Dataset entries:
=-=-=-=-=

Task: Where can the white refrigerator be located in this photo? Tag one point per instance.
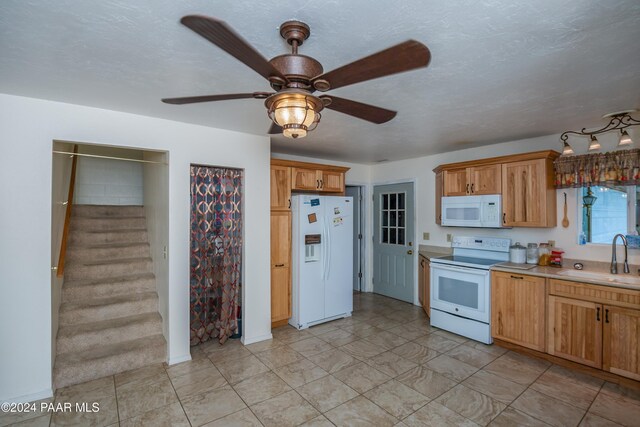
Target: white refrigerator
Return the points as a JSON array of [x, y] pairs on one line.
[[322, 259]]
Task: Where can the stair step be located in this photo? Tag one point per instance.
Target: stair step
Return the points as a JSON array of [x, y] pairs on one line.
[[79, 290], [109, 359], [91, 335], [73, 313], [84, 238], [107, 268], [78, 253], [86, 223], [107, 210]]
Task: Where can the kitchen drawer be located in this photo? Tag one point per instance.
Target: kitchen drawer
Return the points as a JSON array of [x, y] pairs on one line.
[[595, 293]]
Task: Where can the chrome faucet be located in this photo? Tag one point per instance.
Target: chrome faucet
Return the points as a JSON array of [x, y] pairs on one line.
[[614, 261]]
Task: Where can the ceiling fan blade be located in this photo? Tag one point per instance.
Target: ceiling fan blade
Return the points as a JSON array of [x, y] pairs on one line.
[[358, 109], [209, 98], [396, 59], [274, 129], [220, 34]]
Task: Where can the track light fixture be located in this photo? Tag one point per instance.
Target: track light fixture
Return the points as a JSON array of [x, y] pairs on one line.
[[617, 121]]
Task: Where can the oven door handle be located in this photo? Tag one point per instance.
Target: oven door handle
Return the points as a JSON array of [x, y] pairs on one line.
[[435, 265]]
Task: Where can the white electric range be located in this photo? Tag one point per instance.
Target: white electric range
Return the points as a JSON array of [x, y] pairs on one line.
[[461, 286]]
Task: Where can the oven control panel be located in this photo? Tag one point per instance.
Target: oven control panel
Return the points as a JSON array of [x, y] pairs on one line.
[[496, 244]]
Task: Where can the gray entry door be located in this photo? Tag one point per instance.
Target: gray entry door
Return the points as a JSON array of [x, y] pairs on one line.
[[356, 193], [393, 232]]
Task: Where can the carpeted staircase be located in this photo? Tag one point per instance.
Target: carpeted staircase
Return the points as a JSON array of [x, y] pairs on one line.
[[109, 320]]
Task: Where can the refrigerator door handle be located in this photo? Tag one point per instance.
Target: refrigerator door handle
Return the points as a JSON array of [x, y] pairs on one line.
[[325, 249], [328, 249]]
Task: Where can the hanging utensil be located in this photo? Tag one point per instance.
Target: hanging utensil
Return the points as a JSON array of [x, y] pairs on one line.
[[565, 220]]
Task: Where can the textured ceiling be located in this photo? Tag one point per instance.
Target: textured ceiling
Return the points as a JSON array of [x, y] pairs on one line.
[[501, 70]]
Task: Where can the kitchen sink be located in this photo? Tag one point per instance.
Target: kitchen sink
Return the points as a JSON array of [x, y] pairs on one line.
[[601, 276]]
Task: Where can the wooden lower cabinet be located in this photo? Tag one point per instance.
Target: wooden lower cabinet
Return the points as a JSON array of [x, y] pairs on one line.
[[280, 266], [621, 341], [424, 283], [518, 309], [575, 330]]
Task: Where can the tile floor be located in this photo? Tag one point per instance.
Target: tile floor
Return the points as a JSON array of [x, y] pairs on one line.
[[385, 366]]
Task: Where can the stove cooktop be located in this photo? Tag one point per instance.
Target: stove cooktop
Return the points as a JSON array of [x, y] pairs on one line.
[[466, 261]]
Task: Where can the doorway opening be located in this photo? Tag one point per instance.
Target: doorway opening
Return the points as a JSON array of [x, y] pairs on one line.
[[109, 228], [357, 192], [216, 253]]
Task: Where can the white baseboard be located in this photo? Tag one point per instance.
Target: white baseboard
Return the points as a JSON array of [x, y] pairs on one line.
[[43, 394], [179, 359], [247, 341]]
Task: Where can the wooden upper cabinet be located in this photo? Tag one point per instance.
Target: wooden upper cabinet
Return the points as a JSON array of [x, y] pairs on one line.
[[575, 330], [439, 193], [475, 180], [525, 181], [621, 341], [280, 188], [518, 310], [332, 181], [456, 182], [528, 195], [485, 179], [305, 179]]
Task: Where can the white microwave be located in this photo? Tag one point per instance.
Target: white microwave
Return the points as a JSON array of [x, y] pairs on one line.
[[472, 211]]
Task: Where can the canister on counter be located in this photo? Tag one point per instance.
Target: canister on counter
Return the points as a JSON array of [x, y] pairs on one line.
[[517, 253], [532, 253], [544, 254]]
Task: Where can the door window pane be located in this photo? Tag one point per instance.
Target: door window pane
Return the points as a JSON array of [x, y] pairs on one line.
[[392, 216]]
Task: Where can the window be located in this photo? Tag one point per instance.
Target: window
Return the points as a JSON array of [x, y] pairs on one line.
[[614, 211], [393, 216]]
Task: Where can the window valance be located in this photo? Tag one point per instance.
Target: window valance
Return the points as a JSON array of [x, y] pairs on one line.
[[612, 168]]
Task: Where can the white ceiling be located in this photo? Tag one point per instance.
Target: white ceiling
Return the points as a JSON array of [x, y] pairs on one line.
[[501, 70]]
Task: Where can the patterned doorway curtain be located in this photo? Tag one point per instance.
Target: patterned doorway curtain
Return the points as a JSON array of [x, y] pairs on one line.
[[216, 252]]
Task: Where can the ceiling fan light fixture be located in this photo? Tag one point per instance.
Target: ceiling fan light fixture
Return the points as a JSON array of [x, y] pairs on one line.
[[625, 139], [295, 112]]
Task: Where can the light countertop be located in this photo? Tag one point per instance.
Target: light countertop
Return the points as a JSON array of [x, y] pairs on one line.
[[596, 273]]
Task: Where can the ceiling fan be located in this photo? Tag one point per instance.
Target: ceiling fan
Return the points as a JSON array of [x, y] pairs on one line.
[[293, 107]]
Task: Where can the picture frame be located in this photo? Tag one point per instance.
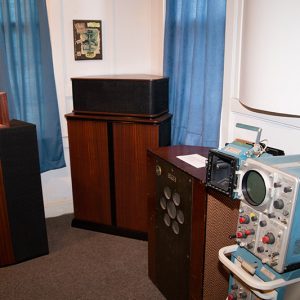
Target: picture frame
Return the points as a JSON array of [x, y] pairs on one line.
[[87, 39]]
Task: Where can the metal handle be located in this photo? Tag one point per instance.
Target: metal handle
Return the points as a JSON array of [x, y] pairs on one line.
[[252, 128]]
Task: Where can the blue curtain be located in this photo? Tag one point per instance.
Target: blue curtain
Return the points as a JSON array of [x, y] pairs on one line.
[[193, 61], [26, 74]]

=-=-=-=-=

## EXERCISE:
From the records above, give again exactly the lines running from the line with "Task: Where can the ceiling fan blade" to the line with "Task: Where can the track", inclusive.

## THE COMPLETED TASK:
Task: Where can the ceiling fan blade be located in this photo? Tag one point per instance.
Target: ceiling fan blade
Return the points as a JSON array of [x, y] pairs on one line.
[[358, 109], [209, 98], [396, 59], [274, 129], [220, 34]]
Task: Where can the track light fixture be located in this photo? Tag one point per instance.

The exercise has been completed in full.